> _WHAT THIS TASK INVOLVES_:
Answer these questions about the forum thread:
1. How many top URLs does the first poster crawl for a specific keyword?
2. What limit is the first poster worried about reaching with such big data?
3. In opal mountain's last message, what is called a challenge in itself unless you use a service?

> _PROVIDED TEXT_:
<<<<

#Giving urls as background informations

1 messages · Page 1 of 1 (latest)

main mountain
#

Maybe somebody had solved this already and could help me.

I’m crawling the top20 urls for a specific keyword and wanna use those h1/2s and the text for it as a background information.

Now I want to create a new blog post with this informations and additional manual background information.

But how to handle such big data without reaching the token limit ?

opal mountain
#

Scrape the h1s and h2s and combine?

#

or do you want all the text from those articles as well?

#

or just section headings

main mountain
#

@opal mountain I thought about creating a new h1/h2 through a prompting based on those h1s/h2s of the scrapped urls. The text should be also scrapped and combined as background informations. Then checking the gaps and missing informations, add them and recreate a better and more helpful blog post

opal mountain
#

I understand what you're trying to do here, but it seems something GPT might struggle to follow. First you'd need to scrape all those 20 websites fully, which is a challenge in itself to create a good scraper, unless you use a service.

>>>>

> _SOURCE MATERIAL_:
<<<<

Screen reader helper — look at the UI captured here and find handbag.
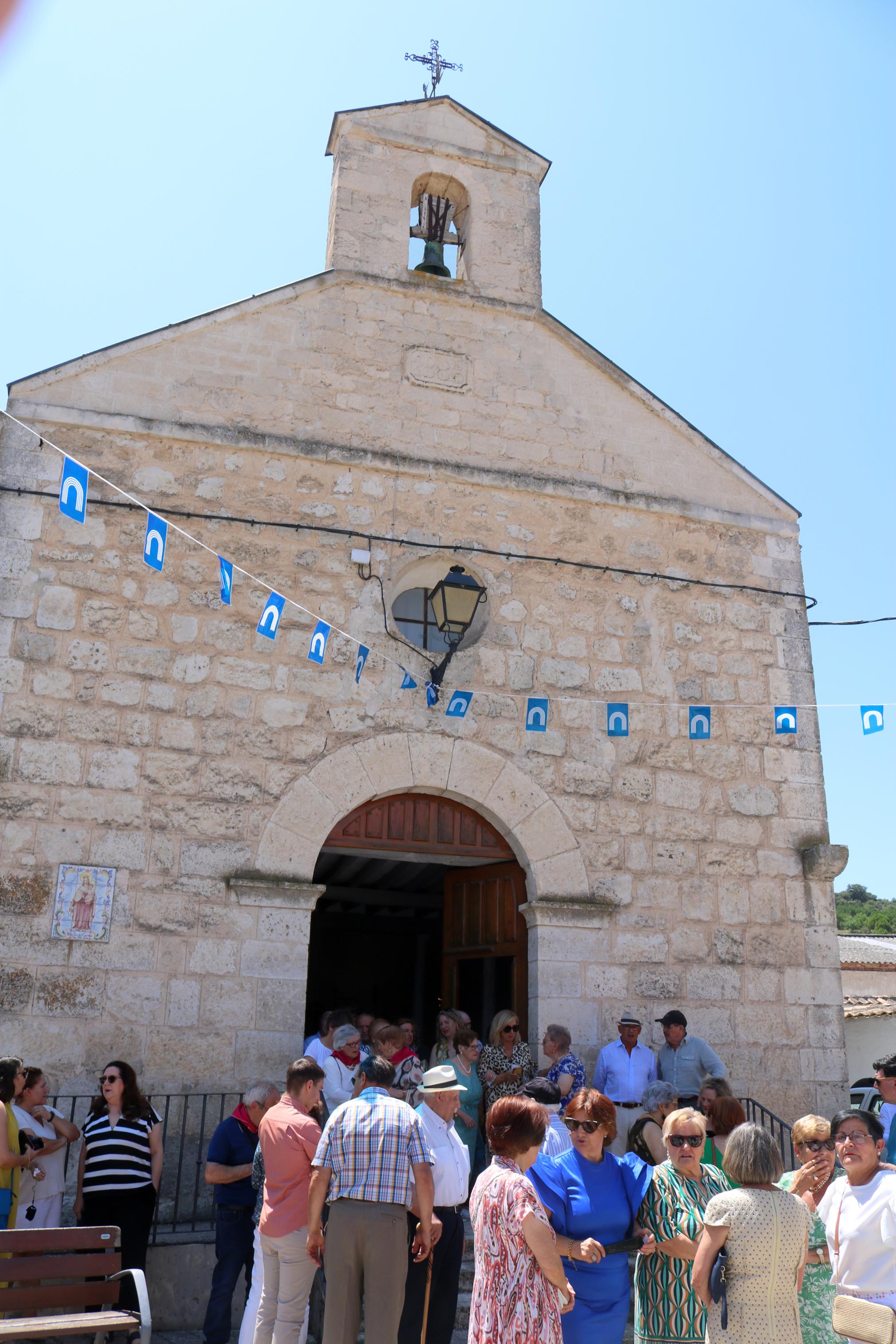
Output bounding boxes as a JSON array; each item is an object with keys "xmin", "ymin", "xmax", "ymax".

>>>>

> _EXERCISE RESULT_:
1. The top 20 URLs.
2. The token limit.
3. Creating a good scraper to fully scrape all 20 websites.